## Start DOCUMENT

This article first published on October 13, 2016 in the Juneau Empire.

Surreal. Having the disorienting, hallucinatory quality of a dream; unreal; fantastic.

We all felt it. Sailing through Simpson Strait on an arctic expedition, a strange and pervasive sense of giddiness held fast to the outer decks of the ship. We were in seldom visited waters. Seldom visited landscapes. And the place rewarded us, revealing a high latitude, polychrome sunset that took four hours from start to finish. Waters so glassy we couldn't tell where the sea stopped and the sky started. And the moonrise. A fat orange disc rising from the east, spreading its reflection over the mirror of Simpson Strait. Nothing for miles and miles but miles and miles.


Not to be outdone by the sun, the nearly full moon rose like a giant orange saucer over Simpson Strait. (Photo credit: Daven Hafey)

Surreal indeed.

## End DOCUMENT
## Start DATA ENTRIES

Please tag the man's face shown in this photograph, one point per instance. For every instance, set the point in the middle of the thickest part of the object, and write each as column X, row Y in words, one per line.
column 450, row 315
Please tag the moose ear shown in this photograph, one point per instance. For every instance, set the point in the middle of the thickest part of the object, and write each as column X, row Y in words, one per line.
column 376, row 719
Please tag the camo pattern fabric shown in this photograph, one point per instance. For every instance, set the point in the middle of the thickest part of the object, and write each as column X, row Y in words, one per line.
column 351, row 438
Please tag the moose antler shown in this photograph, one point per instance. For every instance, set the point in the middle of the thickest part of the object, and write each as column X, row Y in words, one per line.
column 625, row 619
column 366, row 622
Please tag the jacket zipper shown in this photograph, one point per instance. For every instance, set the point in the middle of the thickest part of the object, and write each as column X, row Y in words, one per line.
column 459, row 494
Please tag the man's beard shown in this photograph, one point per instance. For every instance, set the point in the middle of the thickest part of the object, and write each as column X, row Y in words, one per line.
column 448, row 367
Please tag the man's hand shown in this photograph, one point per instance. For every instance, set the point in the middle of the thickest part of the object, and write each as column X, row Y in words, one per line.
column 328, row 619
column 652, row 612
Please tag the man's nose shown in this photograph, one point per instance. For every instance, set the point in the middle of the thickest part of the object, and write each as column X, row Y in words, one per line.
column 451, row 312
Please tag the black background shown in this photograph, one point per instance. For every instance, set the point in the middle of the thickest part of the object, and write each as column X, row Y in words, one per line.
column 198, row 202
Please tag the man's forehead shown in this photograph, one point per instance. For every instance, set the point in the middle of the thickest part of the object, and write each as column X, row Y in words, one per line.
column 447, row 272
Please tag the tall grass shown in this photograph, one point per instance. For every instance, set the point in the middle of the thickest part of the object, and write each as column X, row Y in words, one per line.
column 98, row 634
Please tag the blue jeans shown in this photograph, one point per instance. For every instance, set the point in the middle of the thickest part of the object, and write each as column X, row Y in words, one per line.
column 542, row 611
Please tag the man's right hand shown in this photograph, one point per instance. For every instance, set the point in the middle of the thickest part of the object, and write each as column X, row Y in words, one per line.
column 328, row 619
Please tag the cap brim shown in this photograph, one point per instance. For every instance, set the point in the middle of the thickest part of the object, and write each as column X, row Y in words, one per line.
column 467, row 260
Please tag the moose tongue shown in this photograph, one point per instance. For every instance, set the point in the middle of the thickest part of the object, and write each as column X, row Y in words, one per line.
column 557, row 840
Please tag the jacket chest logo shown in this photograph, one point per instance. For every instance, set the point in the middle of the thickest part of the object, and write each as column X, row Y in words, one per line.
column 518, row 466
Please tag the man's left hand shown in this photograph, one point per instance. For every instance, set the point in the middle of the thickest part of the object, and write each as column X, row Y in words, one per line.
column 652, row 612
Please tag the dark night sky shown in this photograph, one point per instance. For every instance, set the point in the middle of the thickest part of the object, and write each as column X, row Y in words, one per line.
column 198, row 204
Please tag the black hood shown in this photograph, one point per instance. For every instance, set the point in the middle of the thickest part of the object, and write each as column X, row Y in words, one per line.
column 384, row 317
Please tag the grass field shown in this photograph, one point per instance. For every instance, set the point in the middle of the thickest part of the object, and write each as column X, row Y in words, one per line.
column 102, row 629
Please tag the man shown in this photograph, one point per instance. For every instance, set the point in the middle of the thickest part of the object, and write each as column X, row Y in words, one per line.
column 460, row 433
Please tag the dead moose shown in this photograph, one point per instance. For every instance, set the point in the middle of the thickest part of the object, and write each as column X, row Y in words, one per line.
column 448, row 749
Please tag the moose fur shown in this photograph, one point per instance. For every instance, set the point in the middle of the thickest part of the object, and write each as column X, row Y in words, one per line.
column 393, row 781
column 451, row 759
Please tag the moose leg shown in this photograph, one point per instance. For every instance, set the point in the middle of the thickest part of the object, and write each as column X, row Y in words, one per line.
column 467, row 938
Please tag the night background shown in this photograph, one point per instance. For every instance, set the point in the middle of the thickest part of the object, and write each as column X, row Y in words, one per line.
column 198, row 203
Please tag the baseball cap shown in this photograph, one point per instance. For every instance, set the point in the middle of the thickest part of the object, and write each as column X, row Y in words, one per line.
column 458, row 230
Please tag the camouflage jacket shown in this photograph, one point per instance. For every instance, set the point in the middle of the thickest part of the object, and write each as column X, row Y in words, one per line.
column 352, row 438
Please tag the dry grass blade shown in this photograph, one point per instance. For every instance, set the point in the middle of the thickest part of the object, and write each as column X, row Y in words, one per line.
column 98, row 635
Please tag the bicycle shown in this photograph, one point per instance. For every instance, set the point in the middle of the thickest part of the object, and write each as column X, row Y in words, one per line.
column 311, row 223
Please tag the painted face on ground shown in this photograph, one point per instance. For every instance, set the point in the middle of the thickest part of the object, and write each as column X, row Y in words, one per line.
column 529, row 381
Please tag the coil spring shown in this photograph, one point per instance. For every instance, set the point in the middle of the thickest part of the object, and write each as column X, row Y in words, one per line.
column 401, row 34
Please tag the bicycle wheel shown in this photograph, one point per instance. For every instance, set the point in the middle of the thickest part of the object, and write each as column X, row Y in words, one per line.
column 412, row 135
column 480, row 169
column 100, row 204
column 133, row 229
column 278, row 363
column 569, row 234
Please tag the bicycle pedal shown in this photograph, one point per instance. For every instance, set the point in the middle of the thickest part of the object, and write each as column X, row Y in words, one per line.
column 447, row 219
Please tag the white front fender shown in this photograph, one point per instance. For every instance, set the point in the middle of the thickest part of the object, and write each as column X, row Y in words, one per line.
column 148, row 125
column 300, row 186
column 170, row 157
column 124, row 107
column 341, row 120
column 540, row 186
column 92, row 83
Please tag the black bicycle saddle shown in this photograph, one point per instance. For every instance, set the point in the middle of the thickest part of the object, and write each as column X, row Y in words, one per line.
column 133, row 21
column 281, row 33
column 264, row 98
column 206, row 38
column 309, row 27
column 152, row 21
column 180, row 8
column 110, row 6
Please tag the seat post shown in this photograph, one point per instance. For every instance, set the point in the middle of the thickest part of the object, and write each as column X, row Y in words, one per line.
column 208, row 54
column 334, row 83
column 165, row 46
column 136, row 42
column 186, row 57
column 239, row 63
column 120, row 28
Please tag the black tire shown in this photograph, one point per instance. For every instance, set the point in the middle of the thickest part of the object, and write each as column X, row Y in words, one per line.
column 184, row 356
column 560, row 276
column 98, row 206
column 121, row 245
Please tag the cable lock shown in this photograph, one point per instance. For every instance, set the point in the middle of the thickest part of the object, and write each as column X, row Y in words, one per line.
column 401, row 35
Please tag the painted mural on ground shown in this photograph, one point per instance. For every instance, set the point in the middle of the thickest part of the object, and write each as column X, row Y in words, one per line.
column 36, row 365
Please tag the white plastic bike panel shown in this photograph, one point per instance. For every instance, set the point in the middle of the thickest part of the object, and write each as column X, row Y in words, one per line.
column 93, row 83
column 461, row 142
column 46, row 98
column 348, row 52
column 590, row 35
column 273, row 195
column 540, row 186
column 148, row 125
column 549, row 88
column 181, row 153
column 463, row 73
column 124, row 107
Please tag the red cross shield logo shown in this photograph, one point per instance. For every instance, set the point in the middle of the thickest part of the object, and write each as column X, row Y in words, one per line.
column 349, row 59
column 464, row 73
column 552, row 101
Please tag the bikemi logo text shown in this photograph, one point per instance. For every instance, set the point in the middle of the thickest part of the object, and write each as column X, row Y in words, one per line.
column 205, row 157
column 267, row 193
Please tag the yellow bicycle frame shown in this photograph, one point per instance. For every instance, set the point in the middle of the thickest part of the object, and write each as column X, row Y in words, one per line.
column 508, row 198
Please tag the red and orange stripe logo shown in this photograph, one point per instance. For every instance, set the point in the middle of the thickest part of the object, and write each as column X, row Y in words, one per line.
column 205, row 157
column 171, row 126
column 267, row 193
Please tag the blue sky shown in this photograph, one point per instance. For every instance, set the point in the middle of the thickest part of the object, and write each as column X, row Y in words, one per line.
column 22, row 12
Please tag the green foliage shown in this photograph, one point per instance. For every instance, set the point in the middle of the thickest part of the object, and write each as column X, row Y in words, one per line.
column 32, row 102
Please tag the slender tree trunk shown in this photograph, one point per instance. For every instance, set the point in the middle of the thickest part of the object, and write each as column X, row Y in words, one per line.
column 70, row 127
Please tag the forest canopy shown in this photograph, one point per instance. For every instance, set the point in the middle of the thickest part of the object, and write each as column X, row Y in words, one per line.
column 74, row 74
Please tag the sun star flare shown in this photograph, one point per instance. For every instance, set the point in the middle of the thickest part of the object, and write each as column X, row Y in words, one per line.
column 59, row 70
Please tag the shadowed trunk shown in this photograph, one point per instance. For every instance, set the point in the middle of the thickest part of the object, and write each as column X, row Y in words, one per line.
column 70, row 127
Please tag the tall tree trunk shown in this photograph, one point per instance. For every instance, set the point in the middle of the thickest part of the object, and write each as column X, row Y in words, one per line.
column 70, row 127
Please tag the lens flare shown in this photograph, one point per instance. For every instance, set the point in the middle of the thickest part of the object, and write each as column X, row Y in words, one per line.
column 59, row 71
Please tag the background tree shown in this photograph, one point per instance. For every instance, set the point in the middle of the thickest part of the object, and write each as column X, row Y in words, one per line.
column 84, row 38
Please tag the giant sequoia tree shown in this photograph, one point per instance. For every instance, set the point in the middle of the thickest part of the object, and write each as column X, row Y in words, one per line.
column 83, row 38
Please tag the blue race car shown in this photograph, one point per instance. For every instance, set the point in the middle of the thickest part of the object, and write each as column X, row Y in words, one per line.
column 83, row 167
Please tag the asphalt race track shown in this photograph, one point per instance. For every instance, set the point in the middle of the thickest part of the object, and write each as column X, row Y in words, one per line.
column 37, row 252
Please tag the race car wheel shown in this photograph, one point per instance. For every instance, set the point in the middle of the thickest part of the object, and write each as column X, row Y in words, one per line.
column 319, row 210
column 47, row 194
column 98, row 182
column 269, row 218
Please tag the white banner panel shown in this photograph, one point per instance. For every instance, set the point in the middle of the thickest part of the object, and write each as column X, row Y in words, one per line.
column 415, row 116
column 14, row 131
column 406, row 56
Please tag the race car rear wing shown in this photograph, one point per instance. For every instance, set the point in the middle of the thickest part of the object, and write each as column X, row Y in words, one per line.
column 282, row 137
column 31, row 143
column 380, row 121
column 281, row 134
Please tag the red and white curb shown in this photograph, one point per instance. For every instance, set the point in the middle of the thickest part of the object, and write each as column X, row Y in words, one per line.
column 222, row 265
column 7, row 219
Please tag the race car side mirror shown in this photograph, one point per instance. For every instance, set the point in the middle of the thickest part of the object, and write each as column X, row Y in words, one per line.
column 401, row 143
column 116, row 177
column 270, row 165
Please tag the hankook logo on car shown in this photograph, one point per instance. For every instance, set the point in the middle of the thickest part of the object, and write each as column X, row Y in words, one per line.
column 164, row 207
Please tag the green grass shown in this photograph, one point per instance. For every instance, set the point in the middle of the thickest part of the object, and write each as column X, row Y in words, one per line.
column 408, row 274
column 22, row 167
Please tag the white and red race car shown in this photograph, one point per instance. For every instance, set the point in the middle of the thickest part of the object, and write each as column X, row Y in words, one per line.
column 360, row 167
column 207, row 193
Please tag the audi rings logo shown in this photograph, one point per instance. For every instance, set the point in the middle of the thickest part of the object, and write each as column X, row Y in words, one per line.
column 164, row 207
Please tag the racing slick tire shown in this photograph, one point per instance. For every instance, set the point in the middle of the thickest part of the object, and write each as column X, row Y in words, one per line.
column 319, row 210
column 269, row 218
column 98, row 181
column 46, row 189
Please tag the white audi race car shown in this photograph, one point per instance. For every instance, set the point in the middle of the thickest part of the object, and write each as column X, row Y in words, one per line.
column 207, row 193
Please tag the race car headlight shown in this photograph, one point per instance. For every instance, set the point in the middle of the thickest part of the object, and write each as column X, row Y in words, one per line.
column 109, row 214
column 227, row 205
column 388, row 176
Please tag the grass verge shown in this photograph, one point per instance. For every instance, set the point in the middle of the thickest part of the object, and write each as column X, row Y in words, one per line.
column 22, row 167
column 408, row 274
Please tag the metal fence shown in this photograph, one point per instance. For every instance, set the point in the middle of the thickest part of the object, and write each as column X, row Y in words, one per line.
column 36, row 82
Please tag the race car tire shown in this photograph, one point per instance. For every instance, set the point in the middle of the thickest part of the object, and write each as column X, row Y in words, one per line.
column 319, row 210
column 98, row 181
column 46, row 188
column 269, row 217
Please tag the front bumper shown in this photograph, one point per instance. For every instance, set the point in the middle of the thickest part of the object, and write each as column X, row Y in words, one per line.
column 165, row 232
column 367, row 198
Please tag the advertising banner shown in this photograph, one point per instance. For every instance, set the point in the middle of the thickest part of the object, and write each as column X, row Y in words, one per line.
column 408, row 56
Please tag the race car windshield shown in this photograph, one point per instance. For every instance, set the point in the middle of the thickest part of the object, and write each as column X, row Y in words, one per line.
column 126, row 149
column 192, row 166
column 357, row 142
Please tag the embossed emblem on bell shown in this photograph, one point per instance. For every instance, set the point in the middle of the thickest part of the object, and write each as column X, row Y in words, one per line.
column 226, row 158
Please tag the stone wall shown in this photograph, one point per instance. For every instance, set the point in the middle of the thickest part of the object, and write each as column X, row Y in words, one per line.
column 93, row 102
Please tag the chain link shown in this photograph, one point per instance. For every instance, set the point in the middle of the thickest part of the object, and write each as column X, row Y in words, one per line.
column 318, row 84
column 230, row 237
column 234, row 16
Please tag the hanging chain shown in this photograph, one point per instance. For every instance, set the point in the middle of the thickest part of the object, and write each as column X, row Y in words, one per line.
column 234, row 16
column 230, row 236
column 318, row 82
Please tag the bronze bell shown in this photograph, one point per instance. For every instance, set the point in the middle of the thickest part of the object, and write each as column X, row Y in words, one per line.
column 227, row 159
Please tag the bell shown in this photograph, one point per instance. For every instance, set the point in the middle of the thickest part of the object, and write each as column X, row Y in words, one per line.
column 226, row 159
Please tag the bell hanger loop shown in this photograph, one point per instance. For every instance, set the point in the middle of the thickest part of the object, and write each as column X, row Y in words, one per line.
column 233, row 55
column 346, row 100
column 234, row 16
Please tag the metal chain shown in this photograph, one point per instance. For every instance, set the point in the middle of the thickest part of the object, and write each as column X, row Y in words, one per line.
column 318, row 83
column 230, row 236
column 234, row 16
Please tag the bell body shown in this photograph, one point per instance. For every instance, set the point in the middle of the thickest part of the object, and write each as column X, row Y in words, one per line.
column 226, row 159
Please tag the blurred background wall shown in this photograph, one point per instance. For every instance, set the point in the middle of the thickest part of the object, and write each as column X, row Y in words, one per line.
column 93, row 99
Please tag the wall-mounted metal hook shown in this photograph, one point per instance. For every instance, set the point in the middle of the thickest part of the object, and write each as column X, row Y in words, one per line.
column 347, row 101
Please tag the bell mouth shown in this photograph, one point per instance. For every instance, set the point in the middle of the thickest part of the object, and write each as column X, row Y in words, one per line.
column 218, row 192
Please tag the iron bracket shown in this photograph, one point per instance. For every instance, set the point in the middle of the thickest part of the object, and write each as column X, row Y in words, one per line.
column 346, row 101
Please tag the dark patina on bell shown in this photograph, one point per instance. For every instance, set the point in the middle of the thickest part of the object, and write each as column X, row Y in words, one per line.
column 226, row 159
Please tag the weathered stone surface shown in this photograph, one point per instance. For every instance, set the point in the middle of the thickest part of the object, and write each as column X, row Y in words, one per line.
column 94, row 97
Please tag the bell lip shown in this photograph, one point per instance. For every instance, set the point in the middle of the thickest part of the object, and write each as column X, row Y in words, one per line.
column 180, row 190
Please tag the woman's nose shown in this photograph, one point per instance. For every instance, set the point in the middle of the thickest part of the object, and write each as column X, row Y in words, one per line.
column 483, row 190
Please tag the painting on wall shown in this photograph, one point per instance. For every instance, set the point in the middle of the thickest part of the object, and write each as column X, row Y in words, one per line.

## End DATA ENTRIES

_TASKS AND EXERCISES:_
a) Say whether each statement agrees with the Simpson Strait article. Answer yes or no and quote the deciding words.
(i) The article first appeared in the Juneau Empire.
(ii) The sunset lasted two hours from start to finish.
(iii) The moon rose in the west.
b) Please answer these questions from the Simpson Strait article.
(i) On what date was the article first published?
(ii) What kind of voyage was the ship on?
(iii) Who is credited for the photo?
c) Reproduce the part of the Simpson Strait article starting with "This article first" and going on through "Surreal indeed.".

_RESPONSES IN ORDER:_
a)
(i) Yes: "first published on October 13, 2016 in the Juneau Empire"
(ii) No: "took four hours from start to finish"
(iii) No: "A fat orange disc rising from the east"

b)
(i) October 13, 2016
(ii) An arctic expedition
(iii) Daven Hafey

c)
This article first published on October 13, 2016 in the Juneau Empire.

Surreal. Having the disorienting, hallucinatory quality of a dream; unreal; fantastic.

We all felt it. Sailing through Simpson Strait on an arctic expedition, a strange and pervasive sense of giddiness held fast to the outer decks of the ship. We were in seldom visited waters. Seldom visited landscapes. And the place rewarded us, revealing a high latitude, polychrome sunset that took four hours from start to finish. Waters so glassy we couldn't tell where the sea stopped and the sky started. And the moonrise. A fat orange disc rising from the east, spreading its reflection over the mirror of Simpson Strait. Nothing for miles and miles but miles and miles.


Not to be outdone by the sun, the nearly full moon rose like a giant orange saucer over Simpson Strait. (Photo credit: Daven Hafey)

Surreal indeed.